# [STATED TASK]
Rewrite every one of the rows below as a Markdown table with two columns, No. and Line, numbering them in order and leaving out any blank lines.

# [PROVIDED RECORDS]
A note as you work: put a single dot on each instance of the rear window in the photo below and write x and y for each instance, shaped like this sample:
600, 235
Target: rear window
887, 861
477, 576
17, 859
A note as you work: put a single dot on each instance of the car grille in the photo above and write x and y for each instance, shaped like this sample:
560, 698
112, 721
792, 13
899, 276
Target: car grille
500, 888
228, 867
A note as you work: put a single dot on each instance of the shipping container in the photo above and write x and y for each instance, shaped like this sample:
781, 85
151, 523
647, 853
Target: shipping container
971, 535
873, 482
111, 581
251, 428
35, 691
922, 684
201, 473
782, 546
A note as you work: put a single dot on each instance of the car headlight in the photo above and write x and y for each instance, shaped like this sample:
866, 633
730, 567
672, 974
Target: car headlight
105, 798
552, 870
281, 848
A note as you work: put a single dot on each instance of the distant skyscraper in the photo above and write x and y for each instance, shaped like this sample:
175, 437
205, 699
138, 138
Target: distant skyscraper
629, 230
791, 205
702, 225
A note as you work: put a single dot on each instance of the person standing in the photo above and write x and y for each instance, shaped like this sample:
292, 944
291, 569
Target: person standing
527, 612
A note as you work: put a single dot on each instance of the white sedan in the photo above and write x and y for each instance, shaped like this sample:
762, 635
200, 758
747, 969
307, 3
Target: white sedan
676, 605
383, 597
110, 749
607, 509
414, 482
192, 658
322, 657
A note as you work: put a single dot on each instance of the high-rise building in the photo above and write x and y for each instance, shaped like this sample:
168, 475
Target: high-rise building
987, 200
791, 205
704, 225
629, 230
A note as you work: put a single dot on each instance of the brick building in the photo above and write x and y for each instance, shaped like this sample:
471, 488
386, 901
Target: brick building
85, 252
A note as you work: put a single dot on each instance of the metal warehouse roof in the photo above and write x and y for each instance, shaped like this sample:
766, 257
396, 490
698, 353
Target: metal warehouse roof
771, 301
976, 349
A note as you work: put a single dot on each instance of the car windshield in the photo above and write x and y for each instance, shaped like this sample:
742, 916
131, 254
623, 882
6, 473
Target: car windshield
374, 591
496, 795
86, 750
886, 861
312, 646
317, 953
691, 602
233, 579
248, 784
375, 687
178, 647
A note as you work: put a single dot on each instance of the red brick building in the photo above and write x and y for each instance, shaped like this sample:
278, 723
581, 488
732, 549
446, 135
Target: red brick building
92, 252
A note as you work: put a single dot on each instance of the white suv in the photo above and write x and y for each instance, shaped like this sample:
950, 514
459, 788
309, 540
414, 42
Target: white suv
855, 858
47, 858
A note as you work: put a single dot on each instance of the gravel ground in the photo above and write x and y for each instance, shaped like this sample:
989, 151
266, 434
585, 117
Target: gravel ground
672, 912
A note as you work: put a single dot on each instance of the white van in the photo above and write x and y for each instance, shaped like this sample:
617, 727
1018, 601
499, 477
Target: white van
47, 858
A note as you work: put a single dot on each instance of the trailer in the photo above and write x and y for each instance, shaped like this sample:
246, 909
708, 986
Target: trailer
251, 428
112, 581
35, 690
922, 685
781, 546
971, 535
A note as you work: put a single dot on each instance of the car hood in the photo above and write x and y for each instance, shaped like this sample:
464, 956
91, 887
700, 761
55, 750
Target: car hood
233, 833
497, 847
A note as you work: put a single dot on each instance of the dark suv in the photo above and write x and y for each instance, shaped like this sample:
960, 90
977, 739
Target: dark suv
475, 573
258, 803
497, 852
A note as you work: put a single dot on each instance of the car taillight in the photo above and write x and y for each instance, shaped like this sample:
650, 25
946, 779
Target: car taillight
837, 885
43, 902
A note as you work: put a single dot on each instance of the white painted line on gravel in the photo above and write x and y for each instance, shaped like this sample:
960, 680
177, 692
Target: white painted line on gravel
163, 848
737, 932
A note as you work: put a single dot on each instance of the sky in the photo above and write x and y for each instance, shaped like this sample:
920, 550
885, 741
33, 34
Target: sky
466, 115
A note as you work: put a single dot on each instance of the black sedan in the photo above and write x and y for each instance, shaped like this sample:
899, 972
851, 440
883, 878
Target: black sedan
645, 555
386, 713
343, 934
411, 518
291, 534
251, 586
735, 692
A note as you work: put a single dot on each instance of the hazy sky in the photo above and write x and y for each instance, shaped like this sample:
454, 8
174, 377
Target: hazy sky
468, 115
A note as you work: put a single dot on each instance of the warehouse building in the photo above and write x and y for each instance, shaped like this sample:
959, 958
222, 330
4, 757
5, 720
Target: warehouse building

# [RIGHT ANSWER]
| No. | Line |
|---|---|
| 1 | A note as you work: put a single dot on each instance of the rear window in the photo below and write x and y for each instance, shaped like this sample: |
| 2 | 600, 235 |
| 3 | Target: rear window |
| 4 | 887, 861 |
| 5 | 477, 576 |
| 6 | 17, 859 |
| 7 | A note as you work: put a single dot on each instance of the car grille in the photo above and write x and y for each instance, shaped like this sample: |
| 8 | 560, 698 |
| 9 | 112, 721 |
| 10 | 792, 13 |
| 11 | 899, 276 |
| 12 | Target: car grille |
| 13 | 500, 888 |
| 14 | 228, 867 |
| 15 | A note as you work: put a single dot on each instance of the shipping container in the photo above and write x and y for each instance, shaped like this sample: |
| 16 | 781, 85 |
| 17 | 151, 523 |
| 18 | 647, 853 |
| 19 | Target: shipping container |
| 20 | 971, 535 |
| 21 | 873, 482 |
| 22 | 111, 581 |
| 23 | 251, 428 |
| 24 | 35, 691 |
| 25 | 922, 684 |
| 26 | 201, 473 |
| 27 | 782, 546 |
| 28 | A note as you work: put a single dot on each instance of the car headlight in the photo above and write x and y for each instance, shaped like this sample: |
| 29 | 866, 633 |
| 30 | 730, 567 |
| 31 | 672, 974 |
| 32 | Target: car headlight |
| 33 | 105, 798 |
| 34 | 552, 870 |
| 35 | 281, 848 |
| 36 | A note as you work: put a single dot on each instance of the distant skyscraper in the photo above and write x and y for each instance, shaped like this sample: |
| 37 | 175, 437 |
| 38 | 205, 699 |
| 39 | 138, 138 |
| 40 | Target: distant skyscraper |
| 41 | 629, 230 |
| 42 | 791, 205 |
| 43 | 702, 225 |
| 44 | A note as you work: put a single dot on each instance of the person standing in the photo above and write x and y for each instance, shaped like this sample: |
| 45 | 292, 944 |
| 46 | 291, 569 |
| 47 | Target: person standing |
| 48 | 527, 612 |
| 49 | A note as you work: put a single dot on each instance of the white sedan in the photo above and write x and y for each instance, shaped like this sample: |
| 50 | 762, 635 |
| 51 | 200, 758 |
| 52 | 747, 969 |
| 53 | 307, 3 |
| 54 | Target: white sedan |
| 55 | 676, 605 |
| 56 | 383, 597 |
| 57 | 110, 749 |
| 58 | 607, 509 |
| 59 | 414, 482 |
| 60 | 192, 658 |
| 61 | 322, 657 |
| 62 | A note as you work: put a single dot on each instance of the high-rise building in the photo above and write x and y for each instance, shaped like this sample: |
| 63 | 168, 475 |
| 64 | Target: high-rise building |
| 65 | 987, 200 |
| 66 | 791, 205 |
| 67 | 704, 225 |
| 68 | 629, 230 |
| 69 | A note as you work: put a single dot on each instance of the brick building in the photo above and write x and y for each instance, shaped like this sample: |
| 70 | 471, 488 |
| 71 | 386, 901 |
| 72 | Target: brick building |
| 73 | 85, 252 |
| 74 | A note as you work: put a single dot on each instance of the metal warehouse roof in the photo above and write x and y for each instance, shaped like this sample: |
| 75 | 766, 257 |
| 76 | 396, 490 |
| 77 | 698, 353 |
| 78 | Target: metal warehouse roof |
| 79 | 771, 301 |
| 80 | 976, 349 |
| 81 | A note as you work: put a single dot on each instance of the car windshield in the photo above and write x and y for each instance, shaped like this sample: |
| 82 | 742, 916 |
| 83 | 131, 254 |
| 84 | 623, 882 |
| 85 | 6, 473 |
| 86 | Target: car windshield |
| 87 | 374, 591 |
| 88 | 496, 795 |
| 89 | 86, 750 |
| 90 | 886, 861 |
| 91 | 312, 646 |
| 92 | 317, 953 |
| 93 | 691, 602 |
| 94 | 233, 579 |
| 95 | 248, 784 |
| 96 | 375, 687 |
| 97 | 178, 647 |
| 98 | A note as you work: put a single dot on each instance of the red brick building in the photo above and write x and y for each instance, shaped like this sample: |
| 99 | 278, 723 |
| 100 | 581, 488 |
| 101 | 732, 549 |
| 102 | 446, 135 |
| 103 | Target: red brick building |
| 104 | 92, 252 |
| 105 | A note as you work: put a single dot on each instance of the white suv in the photo above and write x and y for each instance, shaped like this sample: |
| 106 | 950, 514 |
| 107 | 459, 788 |
| 108 | 309, 540 |
| 109 | 414, 42 |
| 110 | Target: white suv |
| 111 | 855, 858 |
| 112 | 47, 858 |
| 113 | A note as you work: put a single dot on each instance of the gravel ground in the photo above and write x and y for each instance, shaped like this sample: |
| 114 | 989, 151 |
| 115 | 266, 434 |
| 116 | 585, 117 |
| 117 | Target: gravel ground |
| 118 | 672, 912 |
| 119 | A note as you work: put a single dot on each instance of the white van in the photo above and write x and y for each instance, shaped like this sample: |
| 120 | 617, 727 |
| 121 | 1018, 601 |
| 122 | 499, 477 |
| 123 | Target: white van |
| 124 | 47, 858 |
| 125 | A note as you work: put a single dot on each instance of the trailer in the photo above and write x and y for each instance, shaped like this sample: |
| 126 | 246, 909 |
| 127 | 708, 986 |
| 128 | Target: trailer |
| 129 | 251, 428 |
| 130 | 112, 581 |
| 131 | 35, 690 |
| 132 | 922, 685 |
| 133 | 781, 546 |
| 134 | 971, 535 |
| 135 | A note as you work: put a single dot on each instance of the car hood in the photo above and write x and y for each instance, shaped like this sample: |
| 136 | 464, 956 |
| 137 | 91, 887 |
| 138 | 700, 761 |
| 139 | 55, 750 |
| 140 | Target: car hood |
| 141 | 233, 833 |
| 142 | 497, 847 |
| 143 | A note as you work: put a single dot on each instance of the dark suv in the photo above and write x and y for each instance, shaped like this sample: |
| 144 | 960, 90 |
| 145 | 977, 739 |
| 146 | Target: dark suv |
| 147 | 475, 573 |
| 148 | 258, 803 |
| 149 | 497, 852 |
| 150 | A note as you work: put a single dot on each instance of the car taillight in the photo above and write x and y for each instance, shaped like this sample: |
| 151 | 650, 25 |
| 152 | 946, 779 |
| 153 | Target: car taillight |
| 154 | 837, 885 |
| 155 | 43, 902 |
| 156 | A note as you work: put a single dot on each instance of the white painted line on gravel in the photo above and write x and y for each instance, shaped like this sample: |
| 157 | 960, 680 |
| 158 | 177, 692 |
| 159 | Target: white painted line on gravel |
| 160 | 163, 848 |
| 161 | 737, 932 |
| 162 | A note as you work: put a single dot on each instance of the sky in the photo above and write x and y for each instance, shaped like this sample: |
| 163 | 920, 550 |
| 164 | 885, 741 |
| 165 | 33, 34 |
| 166 | Target: sky |
| 167 | 466, 115 |
| 168 | A note as you work: put a single dot on each instance of the black sedan in the photo above and write x and y for each instance, shaped like this sample: |
| 169 | 899, 972 |
| 170 | 851, 440 |
| 171 | 883, 878 |
| 172 | Target: black sedan |
| 173 | 645, 555 |
| 174 | 386, 713 |
| 175 | 343, 934 |
| 176 | 411, 518 |
| 177 | 291, 534 |
| 178 | 251, 586 |
| 179 | 735, 692 |
| 180 | A note as you work: put a single dot on each instance of the hazy sky in the photo above and write x and y for each instance, shaped like this sample: |
| 181 | 454, 8 |
| 182 | 174, 377 |
| 183 | Target: hazy sky |
| 184 | 468, 115 |
| 185 | A note as you work: put a single dot on each instance of the warehouse building in the photo above and write x and y for each instance, shaped like this sample: |
| 186 | 959, 958 |
| 187 | 222, 330 |
| 188 | 4, 757 |
| 189 | 5, 720 |
| 190 | Target: warehouse building |